▶ _Problem to solve_:
Reproduce the hashboard repair text from the words "Thermal-image the fault." through "needs chip-level isolation.", substituting "paint pen" for "silver marker".

▶ _Text section_:
Bench-PSU current-limit bring-up. Set a lab PSU to 13.8 V, current limit 2 A. Connect only the suspect hashboard's `+12V_IN` and `GND` — no ribbon cables, no control-board signal. A healthy board draws < 0.2 A in pre-bringup, settling within 2–3 seconds. A shorted board clamps at the 2 A limit and voltage sags to < 5 V. When the voltage sags, immediately run your thermal camera or IR thermometer over the board. The shorted component will be the first to heat up — typically within 5–10 seconds. Cut power as soon as you identify it.

12

Thermal-image the fault. A FLIR ONE Pro, or even a decent IR thermometer, catches the hot component during bench-PSU bring-up. Input boost FET, voltage-domain PMICs, shorted chip positions, and cratered MLCCs all heat faster than surrounding PCB. Mark the hot component with a silver marker and photograph it — that photo is the blueprint for the rework step. If nothing heats within 30 seconds at 2 A limit, the fault is probably inside a chip package and needs chip-level isolation.

13

Replace a shorted boost / buck FET. Desolder the flagged FET with hot air — bottom-side preheat ~150 °C, top-side 310–330 °C for ~30 seconds. Clean pads with braid + flux. Drop a new FET of the same or equivalent part number (Bitmain's private-marked FETs are re-marked Infineon / Alpha & Omega parts; Zeus Mining's S19 service guide has the best public cross-reference). Reflow, clean with IPA 99%, re-test with bench PSU at 2 A limit before reinstall.

14

Replace a shorted MLCC. Drag-solder or hot-air off the cracked cap (usually 0402 or 0603, 10 µF or 22 µF depending on domain). Replace with a same-voltage-rating part — do not substitute a 6.3 V cap into a 25 V rail. Clean with IPA, re-test. MLCC replacement is the cheapest component-level repair on the board and also the most finicky — a solder bridge between the 0402 pads will short the same rail you just unshorted, so inspect under a loupe before re-powering.

▶ _Phrase grounding records_:
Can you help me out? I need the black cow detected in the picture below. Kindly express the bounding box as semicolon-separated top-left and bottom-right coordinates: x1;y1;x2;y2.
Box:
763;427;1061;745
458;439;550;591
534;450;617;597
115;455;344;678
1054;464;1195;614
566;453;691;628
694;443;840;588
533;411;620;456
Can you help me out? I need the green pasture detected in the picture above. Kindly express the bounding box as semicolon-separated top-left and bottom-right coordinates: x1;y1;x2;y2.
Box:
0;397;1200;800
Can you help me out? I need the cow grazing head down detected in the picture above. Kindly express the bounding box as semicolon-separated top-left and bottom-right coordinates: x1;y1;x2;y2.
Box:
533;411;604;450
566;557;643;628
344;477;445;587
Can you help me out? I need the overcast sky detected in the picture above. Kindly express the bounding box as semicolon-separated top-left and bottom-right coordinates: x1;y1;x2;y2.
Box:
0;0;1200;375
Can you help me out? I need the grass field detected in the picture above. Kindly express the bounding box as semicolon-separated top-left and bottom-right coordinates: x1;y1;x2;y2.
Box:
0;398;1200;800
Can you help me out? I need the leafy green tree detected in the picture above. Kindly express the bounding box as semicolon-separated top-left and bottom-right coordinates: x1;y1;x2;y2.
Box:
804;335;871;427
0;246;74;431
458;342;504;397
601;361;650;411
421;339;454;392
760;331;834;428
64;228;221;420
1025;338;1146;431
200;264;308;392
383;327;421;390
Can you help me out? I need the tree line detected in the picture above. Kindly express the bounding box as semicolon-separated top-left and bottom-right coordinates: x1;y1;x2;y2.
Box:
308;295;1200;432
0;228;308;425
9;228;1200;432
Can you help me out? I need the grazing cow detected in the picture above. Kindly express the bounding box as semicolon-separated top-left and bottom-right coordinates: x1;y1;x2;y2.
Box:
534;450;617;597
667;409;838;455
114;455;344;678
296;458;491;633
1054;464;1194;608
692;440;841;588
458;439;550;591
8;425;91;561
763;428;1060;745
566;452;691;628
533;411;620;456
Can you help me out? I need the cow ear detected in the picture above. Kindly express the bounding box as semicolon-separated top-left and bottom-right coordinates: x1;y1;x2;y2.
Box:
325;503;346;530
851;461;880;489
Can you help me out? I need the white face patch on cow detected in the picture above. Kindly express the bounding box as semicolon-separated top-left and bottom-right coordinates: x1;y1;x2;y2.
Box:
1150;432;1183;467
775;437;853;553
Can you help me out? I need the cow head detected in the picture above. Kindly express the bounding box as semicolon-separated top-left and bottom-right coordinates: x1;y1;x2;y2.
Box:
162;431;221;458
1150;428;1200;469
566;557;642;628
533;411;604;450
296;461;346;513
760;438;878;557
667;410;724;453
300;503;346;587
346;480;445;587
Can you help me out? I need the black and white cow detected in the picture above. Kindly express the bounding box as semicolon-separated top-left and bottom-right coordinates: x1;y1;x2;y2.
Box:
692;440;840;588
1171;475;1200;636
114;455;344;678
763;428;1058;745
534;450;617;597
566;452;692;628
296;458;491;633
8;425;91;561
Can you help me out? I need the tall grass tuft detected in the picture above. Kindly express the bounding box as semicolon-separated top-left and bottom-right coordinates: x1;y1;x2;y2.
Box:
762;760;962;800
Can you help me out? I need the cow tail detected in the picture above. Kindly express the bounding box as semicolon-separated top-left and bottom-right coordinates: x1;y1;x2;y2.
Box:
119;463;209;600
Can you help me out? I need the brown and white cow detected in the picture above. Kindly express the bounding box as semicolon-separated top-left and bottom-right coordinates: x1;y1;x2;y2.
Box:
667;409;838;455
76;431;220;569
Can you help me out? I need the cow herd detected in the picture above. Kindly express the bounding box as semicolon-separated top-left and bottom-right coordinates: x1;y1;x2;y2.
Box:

▶ _Your response_:
Thermal-image the fault. A FLIR ONE Pro, or even a decent IR thermometer, catches the hot component during bench-PSU bring-up. Input boost FET, voltage-domain PMICs, shorted chip positions, and cratered MLCCs all heat faster than surrounding PCB. Mark the hot component with a paint pen and photograph it — that photo is the blueprint for the rework step. If nothing heats within 30 seconds at 2 A limit, the fault is probably inside a chip package and needs chip-level isolation.